WRITTEN PROBLEM | Present each line of the entries below as an item in a numbered list, leaving out any blank lines.

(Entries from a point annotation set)
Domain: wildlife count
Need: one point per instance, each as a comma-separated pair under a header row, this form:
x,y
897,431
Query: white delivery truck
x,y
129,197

RESPONSE TO THE TASK |
1. Domain: wildlife count
2. Need: one point per instance, each as a comma-separated pair under a header row, this form:
3. x,y
4. 897,431
5. Query: white delivery truck
6. x,y
7. 129,197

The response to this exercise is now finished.